◆ **Extrahierter Text**:
------------------------------------------------

Die Ermittler rekonstruierten den Vorgang anhand von WhatsApp-Nachrichten, Fotos und Hausdurchsuchungen. Demnach wurde der neue Tresor Anfang März bei einem Händler in Innsbruck ausgesucht und am 11. März geliefert – just einen Tag nach Insolvenzeröffnung. Die Bestellung, so der Ermittlungsbericht, sei „über Auftrag von Nathalie Benko“ erfolgt.

Am 10. März wurde ihr per WhatsApp ein Foto des freigeräumten Aufstellungsorts geschickt. Ihre knappe Antwort: „Perfekt.“ Wenig später schrieb sie: „Vielleicht noch irgendwann den Zettel verbrennen.“ Die Antwort: „Schon erledigt.“

Der Tresor – rund 1,5 Meter hoch, mit Zahlencode und Schlüsselloch – wurde laut Ermittlern vom Seniorchef der Firma persönlich angeliefert. Bei der späteren Hausdurchsuchung wurde er dann geöffnet. Der Inhalt: Bargeld, Ringe, Armbanduhren, Manschettenknöpfe. Die Bewohner gaben an, es handle sich um Eigentum der Familie Benko.

Die Ermittler sehen darin ein verdächtiges Muster. In der Gesamtschau spreche vieles für den Versuch, Vermögenswerte „gezielt aus dem direkten Zugriff der Gläubiger herauszulösen“, so ein Bericht der Soko Signa. Der Verdacht: Beitragstäterschaft zur betrügerischen Krida – durch die bewusste Verbringung von Eigentum ins engste familiäre Umfeld. Es gilt die Unschuldsvermutung.

------------------------------------------------

◆ **Aufgabenstellung**:
Stimmen die folgenden Aussagen mit dem Text über den Tresor überein? Antworten Sie jeweils mit Ja oder Nein, und belegen Sie das mit der entscheidenden Textstelle im Wortlaut. (a) Der Tresor wurde am 11. März geliefert. (b) Der Tresor wurde bei einem Händler in Wien ausgesucht. (c) Bei der Hausdurchsuchung fand man im Tresor Dokumente. Die Einträge haben mit dem Text über den Tresor nichts zu tun.

[Gespeicherte Datensatzeinträge]
------------------------------------------------

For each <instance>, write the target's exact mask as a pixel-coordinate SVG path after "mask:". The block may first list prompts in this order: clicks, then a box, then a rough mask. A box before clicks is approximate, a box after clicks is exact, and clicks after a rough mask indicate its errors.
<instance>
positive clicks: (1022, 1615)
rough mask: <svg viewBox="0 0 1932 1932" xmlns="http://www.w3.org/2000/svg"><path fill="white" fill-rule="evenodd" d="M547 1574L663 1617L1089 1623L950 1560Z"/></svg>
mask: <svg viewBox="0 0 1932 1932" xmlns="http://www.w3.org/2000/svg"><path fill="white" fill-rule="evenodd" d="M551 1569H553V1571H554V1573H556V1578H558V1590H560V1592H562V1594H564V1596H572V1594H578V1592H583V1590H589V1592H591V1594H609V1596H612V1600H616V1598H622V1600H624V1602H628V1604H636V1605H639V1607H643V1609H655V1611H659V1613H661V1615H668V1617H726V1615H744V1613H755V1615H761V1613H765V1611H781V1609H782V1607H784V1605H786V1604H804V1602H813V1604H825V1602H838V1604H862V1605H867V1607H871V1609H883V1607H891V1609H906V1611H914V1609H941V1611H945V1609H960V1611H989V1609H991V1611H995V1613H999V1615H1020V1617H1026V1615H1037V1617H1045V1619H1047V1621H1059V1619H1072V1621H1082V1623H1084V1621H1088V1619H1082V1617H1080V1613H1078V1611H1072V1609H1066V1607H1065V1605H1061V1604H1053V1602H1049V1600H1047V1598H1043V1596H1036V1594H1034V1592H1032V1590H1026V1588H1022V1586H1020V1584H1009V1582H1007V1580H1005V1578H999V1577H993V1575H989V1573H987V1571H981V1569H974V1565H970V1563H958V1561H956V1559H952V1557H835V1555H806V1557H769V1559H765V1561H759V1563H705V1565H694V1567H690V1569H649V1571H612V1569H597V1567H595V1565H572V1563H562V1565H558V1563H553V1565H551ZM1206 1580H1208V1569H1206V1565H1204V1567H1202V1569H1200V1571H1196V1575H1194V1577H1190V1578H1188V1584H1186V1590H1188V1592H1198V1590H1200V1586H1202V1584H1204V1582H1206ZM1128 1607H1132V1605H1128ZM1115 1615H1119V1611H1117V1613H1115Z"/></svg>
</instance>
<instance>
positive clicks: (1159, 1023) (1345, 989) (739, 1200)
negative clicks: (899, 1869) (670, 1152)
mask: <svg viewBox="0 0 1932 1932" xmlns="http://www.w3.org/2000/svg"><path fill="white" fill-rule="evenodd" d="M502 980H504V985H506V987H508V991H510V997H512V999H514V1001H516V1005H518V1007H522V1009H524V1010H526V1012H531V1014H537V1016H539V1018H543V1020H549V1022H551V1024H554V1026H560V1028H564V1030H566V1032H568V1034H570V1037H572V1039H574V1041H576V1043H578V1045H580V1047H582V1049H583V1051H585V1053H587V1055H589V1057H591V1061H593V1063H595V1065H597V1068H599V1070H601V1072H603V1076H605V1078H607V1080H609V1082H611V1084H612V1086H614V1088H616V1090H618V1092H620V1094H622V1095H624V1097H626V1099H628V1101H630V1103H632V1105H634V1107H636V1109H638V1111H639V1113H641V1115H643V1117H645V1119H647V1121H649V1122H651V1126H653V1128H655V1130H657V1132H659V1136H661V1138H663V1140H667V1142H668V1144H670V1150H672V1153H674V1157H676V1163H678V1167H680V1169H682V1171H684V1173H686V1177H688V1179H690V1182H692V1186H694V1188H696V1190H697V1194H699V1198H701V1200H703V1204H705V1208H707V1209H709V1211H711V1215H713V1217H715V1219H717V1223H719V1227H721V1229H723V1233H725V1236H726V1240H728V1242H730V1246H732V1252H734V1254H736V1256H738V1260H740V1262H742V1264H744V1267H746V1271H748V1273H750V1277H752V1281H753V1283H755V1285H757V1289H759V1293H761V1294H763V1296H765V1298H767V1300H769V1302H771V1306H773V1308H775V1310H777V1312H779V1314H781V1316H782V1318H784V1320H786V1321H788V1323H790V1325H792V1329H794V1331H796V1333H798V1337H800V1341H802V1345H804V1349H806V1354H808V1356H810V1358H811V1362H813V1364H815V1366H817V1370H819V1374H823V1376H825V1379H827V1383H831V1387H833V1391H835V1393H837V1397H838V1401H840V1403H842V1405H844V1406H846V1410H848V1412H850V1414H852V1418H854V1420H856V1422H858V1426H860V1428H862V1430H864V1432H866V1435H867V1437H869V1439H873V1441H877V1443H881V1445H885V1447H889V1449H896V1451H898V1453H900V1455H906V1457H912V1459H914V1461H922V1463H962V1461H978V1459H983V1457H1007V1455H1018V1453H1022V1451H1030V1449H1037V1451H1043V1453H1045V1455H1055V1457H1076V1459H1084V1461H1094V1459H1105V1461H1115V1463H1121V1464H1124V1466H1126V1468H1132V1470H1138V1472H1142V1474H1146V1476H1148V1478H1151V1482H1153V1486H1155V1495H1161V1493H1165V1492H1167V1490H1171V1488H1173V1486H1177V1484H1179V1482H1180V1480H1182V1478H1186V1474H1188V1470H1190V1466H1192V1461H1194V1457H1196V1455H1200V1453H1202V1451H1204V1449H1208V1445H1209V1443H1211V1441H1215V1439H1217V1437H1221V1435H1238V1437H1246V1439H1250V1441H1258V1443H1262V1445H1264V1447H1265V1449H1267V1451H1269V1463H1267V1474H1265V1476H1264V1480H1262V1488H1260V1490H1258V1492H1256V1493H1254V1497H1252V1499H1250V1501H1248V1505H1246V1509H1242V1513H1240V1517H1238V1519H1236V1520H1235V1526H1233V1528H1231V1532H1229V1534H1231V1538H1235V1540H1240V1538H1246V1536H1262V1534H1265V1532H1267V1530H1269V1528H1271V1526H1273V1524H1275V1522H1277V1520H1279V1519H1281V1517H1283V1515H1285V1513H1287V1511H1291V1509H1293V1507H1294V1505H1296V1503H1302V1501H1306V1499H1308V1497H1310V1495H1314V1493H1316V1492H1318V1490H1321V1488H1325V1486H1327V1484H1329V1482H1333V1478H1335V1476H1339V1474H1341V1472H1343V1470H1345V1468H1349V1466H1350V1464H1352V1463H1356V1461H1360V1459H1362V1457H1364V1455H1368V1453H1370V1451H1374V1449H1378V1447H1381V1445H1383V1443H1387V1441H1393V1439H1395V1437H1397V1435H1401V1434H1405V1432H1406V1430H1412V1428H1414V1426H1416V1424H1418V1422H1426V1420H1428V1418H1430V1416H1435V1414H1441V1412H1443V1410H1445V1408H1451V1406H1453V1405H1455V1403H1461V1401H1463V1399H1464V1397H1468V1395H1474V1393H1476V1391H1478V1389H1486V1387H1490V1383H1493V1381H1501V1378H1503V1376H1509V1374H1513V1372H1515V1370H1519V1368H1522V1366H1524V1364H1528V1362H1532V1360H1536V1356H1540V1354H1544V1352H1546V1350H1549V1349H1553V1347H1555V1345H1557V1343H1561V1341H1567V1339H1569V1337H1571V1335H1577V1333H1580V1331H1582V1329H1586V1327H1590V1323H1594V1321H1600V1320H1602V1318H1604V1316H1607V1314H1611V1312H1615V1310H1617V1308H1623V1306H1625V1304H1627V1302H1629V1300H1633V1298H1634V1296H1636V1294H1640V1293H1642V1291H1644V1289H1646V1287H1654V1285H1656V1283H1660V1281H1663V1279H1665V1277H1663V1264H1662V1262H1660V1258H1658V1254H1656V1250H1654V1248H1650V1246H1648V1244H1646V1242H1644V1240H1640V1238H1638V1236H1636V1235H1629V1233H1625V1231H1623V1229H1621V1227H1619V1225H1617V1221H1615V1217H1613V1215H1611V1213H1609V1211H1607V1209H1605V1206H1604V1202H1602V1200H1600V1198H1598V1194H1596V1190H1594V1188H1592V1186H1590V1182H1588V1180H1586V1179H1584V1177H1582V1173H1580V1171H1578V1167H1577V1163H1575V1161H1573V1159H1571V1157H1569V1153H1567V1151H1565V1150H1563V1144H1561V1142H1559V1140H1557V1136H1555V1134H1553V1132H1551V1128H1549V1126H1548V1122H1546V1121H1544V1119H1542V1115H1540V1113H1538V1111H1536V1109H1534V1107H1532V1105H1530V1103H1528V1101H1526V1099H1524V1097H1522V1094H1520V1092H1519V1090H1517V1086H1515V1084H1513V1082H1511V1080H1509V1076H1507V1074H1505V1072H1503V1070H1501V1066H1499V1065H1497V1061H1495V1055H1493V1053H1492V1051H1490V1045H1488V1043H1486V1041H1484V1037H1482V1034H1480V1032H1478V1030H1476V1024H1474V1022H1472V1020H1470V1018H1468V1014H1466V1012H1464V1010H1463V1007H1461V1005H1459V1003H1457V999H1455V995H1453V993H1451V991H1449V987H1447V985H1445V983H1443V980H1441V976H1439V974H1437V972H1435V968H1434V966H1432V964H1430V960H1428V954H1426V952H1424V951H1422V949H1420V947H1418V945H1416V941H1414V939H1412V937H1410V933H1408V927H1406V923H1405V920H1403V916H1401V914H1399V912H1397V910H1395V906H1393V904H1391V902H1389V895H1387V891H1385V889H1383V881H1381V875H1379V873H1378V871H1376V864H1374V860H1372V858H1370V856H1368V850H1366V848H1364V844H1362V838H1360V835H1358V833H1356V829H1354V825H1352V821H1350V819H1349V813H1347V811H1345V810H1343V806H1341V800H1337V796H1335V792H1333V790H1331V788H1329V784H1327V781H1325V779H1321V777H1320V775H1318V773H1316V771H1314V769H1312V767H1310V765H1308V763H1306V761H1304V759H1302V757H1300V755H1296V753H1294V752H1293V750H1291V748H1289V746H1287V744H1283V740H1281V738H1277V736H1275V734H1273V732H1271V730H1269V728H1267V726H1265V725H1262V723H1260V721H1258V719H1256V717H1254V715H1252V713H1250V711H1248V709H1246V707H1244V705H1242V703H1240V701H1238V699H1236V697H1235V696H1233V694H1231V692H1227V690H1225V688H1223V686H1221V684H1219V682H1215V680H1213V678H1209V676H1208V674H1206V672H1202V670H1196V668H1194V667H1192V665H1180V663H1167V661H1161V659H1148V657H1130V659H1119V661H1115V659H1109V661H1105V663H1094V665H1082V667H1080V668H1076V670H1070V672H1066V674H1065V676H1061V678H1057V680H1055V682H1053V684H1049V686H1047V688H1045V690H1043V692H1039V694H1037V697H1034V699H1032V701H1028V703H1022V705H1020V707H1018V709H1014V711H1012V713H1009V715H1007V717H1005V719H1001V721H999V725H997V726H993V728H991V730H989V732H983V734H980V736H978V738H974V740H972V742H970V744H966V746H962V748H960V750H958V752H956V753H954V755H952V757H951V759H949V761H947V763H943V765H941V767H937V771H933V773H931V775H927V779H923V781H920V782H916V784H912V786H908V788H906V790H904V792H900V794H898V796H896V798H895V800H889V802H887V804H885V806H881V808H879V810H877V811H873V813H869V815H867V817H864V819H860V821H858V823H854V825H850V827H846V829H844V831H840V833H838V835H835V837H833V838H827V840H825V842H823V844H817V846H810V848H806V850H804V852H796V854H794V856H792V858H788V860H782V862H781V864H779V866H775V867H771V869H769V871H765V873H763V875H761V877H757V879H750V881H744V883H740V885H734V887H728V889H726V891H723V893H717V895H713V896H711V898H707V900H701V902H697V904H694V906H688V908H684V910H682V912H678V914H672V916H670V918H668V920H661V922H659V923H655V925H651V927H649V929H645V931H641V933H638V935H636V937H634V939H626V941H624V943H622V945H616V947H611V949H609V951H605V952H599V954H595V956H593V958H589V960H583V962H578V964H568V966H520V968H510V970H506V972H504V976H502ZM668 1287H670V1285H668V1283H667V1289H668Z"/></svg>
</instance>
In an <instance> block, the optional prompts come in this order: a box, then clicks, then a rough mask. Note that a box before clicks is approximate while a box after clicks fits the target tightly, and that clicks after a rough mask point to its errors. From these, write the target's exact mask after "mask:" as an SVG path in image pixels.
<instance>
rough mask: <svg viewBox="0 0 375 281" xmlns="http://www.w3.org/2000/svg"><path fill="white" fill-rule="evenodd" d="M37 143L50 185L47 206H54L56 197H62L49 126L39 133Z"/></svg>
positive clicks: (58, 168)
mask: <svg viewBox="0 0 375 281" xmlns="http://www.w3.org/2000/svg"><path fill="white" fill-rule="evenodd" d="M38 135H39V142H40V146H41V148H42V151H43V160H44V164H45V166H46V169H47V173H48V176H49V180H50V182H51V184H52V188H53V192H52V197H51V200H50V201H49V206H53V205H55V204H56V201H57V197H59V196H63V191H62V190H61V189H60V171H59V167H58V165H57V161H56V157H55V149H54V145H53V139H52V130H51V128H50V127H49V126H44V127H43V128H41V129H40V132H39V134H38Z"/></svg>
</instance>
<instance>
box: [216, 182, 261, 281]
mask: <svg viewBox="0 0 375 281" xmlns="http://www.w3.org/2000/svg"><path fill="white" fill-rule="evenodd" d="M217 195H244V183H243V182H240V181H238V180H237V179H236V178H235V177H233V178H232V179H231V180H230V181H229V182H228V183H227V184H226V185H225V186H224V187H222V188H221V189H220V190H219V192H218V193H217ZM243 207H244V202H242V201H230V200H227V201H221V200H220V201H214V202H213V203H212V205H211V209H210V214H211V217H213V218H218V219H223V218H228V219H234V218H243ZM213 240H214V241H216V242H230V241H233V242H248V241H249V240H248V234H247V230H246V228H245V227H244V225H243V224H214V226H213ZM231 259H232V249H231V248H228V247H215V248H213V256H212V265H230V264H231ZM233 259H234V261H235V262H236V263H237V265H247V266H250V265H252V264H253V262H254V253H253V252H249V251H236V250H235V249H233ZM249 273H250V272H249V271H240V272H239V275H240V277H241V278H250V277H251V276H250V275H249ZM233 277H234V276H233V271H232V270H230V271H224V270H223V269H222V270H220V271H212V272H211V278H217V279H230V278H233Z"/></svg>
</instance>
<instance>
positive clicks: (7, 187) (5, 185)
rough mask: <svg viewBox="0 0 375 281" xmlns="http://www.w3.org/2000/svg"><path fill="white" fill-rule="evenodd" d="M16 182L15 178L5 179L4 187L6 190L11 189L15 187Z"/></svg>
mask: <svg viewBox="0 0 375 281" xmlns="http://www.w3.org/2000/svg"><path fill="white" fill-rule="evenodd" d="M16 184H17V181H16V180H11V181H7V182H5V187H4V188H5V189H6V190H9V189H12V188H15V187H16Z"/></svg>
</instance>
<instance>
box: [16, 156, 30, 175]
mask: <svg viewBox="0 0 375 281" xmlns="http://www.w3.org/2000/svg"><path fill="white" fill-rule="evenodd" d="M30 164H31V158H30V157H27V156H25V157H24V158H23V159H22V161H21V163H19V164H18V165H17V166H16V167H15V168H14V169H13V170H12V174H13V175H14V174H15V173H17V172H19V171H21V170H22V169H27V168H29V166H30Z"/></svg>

------------------------------------------------

◆ **Antwort**:
(a) Ja: „am 11. März geliefert“
(b) Nein: „bei einem Händler in Innsbruck ausgesucht“
(c) Nein: „Der Inhalt: Bargeld, Ringe, Armbanduhren, Manschettenknöpfe.“